• SOURCE EXTRACT:
Doing It All Yourself

Can I actually do what Pitch Dark Press has done?

Yes. That is not false modesty or a marketing line — it is the point. The tools exist. The platforms exist. The only things required are a clear creative vision, the willingness to learn a new working method, and enough conviction to publish without waiting for someone else's approval. None of those things require a publishing contract, an agent, or a budget.

How do I start working with AI as a creative tool?

Start small and stay in charge. Pick a project you already have a clear sense of — a short story, a chapter, a piece you've been stuck on — and use AI to work through it with you. Give it a brief. Push back on what doesn't work. Redirect it when it drifts. The goal is not to see what the AI produces. The goal is to see what you produce with the AI as your instrument. That distinction is everything.

What tools do I actually need?

• TASKS TO PERFORM:
**1)** Condense the paragraph of the self-publishing FAQ that begins "Start small and stay in charge" into a short bulleted list that keeps its main points.
**2)** Extend the self-publishing FAQ past its final line, keeping its question-and-answer format and plain voice.

Excerpts from a dataset
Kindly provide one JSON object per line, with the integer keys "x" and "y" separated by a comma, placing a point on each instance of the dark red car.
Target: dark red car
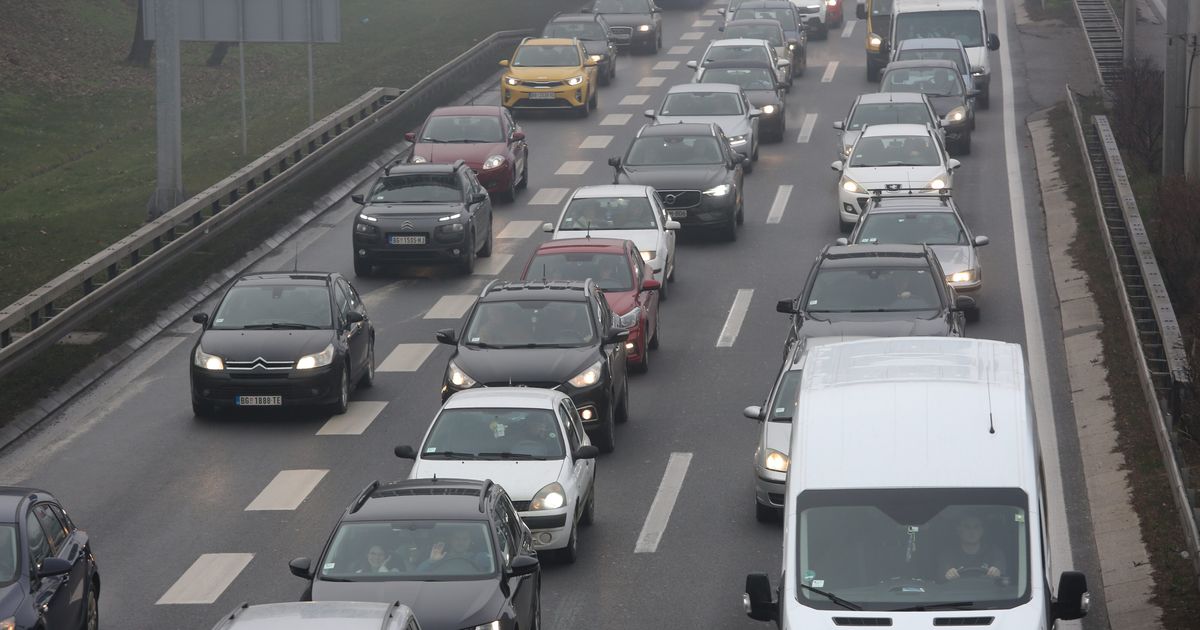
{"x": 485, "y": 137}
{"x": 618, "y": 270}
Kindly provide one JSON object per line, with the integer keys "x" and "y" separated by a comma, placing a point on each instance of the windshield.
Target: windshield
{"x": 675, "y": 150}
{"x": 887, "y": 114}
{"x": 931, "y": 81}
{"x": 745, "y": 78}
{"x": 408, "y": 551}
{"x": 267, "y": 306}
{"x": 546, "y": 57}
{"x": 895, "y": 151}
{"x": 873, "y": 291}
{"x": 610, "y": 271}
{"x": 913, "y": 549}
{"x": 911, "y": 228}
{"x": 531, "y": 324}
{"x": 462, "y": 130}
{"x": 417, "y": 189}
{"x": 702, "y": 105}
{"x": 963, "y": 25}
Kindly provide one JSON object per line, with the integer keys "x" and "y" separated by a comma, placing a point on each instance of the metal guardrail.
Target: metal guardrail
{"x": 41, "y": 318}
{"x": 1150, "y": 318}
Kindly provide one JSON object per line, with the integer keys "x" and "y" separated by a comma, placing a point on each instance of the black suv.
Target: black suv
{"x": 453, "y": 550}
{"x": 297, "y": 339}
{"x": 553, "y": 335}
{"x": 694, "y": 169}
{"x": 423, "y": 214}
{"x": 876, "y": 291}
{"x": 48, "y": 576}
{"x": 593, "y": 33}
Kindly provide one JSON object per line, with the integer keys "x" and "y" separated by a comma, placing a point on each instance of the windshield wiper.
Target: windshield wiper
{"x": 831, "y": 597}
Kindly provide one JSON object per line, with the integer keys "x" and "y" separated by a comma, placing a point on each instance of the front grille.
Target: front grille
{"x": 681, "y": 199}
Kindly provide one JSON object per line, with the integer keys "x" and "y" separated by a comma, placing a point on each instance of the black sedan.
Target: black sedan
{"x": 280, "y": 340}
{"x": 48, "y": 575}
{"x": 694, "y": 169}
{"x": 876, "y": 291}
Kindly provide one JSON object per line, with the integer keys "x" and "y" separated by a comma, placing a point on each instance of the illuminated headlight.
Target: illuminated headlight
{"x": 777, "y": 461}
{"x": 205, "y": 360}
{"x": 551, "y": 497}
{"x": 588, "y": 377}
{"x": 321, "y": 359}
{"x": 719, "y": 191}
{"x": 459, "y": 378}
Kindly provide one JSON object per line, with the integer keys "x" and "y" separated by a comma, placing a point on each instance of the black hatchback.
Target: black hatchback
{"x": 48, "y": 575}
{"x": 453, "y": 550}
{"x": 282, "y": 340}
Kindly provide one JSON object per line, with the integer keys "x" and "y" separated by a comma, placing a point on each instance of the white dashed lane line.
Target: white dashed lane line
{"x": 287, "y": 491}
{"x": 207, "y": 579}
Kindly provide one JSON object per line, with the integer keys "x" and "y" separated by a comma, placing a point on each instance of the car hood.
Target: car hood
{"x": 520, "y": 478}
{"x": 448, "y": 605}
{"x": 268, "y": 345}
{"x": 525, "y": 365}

==

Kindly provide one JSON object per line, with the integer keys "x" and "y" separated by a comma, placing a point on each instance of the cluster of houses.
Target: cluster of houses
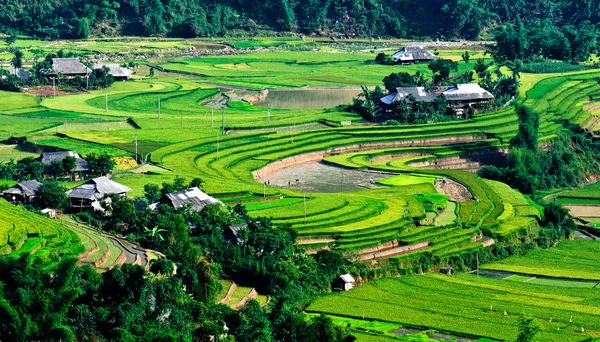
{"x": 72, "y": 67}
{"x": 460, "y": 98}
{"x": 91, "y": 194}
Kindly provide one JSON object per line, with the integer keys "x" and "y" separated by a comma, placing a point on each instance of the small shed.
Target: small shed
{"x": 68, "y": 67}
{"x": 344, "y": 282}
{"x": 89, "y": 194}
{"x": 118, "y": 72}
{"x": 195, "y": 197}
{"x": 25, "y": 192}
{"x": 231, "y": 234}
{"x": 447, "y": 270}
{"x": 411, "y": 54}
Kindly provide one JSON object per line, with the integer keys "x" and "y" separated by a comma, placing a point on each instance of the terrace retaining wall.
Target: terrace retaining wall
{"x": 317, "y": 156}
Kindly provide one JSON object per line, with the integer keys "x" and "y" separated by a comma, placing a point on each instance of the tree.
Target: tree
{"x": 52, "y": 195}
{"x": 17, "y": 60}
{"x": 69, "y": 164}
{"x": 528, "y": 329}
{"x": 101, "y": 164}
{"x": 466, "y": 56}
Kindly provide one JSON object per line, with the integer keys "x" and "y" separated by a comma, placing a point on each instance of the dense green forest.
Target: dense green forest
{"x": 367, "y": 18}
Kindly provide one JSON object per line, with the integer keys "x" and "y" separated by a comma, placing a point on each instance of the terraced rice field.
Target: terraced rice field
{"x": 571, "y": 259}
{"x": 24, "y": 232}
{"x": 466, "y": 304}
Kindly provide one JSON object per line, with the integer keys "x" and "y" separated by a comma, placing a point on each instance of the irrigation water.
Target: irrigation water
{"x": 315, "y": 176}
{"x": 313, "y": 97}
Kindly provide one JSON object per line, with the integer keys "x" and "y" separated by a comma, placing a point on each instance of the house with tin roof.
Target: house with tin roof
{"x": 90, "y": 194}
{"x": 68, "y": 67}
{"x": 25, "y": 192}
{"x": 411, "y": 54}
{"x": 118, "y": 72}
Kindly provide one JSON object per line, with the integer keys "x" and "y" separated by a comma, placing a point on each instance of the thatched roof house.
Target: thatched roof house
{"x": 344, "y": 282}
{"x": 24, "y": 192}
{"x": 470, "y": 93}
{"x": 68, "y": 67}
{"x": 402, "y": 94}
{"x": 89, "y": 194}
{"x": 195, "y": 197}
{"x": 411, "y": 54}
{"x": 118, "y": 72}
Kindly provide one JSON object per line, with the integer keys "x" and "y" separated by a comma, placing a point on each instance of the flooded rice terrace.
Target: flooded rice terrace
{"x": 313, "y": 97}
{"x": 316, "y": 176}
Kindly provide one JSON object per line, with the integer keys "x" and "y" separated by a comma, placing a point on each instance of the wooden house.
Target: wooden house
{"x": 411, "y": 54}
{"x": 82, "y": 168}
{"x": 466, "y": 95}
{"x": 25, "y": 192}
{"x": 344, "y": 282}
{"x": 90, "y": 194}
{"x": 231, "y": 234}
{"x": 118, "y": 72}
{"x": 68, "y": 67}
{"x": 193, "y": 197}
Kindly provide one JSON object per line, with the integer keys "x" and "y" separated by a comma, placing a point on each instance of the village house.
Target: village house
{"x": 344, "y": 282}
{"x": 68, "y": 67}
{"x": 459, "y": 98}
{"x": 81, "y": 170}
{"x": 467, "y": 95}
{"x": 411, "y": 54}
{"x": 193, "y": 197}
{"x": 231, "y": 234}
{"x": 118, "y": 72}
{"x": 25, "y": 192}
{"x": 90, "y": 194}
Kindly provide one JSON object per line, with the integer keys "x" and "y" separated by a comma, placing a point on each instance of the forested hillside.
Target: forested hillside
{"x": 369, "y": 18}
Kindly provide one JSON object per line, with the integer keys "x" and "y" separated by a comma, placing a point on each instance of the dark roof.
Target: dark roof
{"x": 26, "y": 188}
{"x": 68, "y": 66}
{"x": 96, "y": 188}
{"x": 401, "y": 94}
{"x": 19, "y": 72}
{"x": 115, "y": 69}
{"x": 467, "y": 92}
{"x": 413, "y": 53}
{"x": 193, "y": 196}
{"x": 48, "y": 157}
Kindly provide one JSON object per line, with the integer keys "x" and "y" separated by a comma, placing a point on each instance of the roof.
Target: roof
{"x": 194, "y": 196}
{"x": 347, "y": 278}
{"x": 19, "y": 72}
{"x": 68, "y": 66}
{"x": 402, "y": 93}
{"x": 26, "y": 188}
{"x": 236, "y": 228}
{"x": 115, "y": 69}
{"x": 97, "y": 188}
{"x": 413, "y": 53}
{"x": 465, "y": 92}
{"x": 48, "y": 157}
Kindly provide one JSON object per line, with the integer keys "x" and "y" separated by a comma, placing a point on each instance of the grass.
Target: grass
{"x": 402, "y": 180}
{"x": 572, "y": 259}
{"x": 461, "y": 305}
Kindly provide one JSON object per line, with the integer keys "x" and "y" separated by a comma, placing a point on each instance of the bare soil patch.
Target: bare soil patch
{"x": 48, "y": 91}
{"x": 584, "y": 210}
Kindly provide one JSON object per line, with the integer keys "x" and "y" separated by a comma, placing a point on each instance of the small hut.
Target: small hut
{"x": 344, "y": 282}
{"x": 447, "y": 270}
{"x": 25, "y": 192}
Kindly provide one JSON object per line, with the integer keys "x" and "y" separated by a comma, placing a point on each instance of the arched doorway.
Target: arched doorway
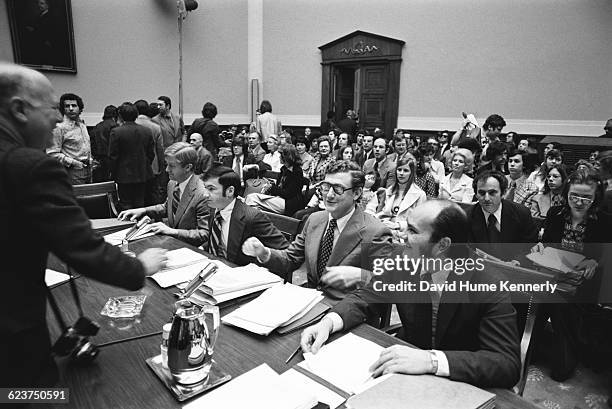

• RESPONSES BY ITEM NUMBER:
**1)**
- Start small and stay in control.
- Choose a project you already have a clear sense of, such as a short story, a chapter, or a piece you've been stuck on, and work through it with AI.
- Give the AI a brief, push back on what doesn't work, and redirect it when it drifts.
- The goal is what you produce with AI as your instrument, not what the AI produces on its own. That distinction is everything.

**2)**
Less than you think. A capable AI model — Claude, GPT-4, or similar — and a word processor will get you most of the way. For publishing, KDP handles print-on-demand and ebook distribution globally, at no upfront cost. For an imprint, all you strictly need is a name, a logo, and the will to use them consistently. Everything else — cover design tools, formatting software, website builders — can be layered in as the work demands it.

Do I need my own imprint?

You don't need one to publish. You need one if you want to publish with intent — as a recognisable, consistent creative enterprise rather than a series of disconnected titles. An imprint signals that you are building something, not just releasing something. It costs nothing to establish and everything to maintain. That cost is editorial rigour, consistency of voice, and a genuine point of view.

Choose a name, design a logo, register an ISBN prefix if publishing in print — Nielsen in the UK, Bowker in the US — and let the quality of what you publish do the rest. Amazon KDP gives you a free ISBN number if you publish through them. But you cannot use it on other platforms.

How do I build a web presence for my imprint?

You need two things: somewhere to present yourself, and somewhere to present your catalog. They don't have to be the same place — and there are advantages to keeping them separate.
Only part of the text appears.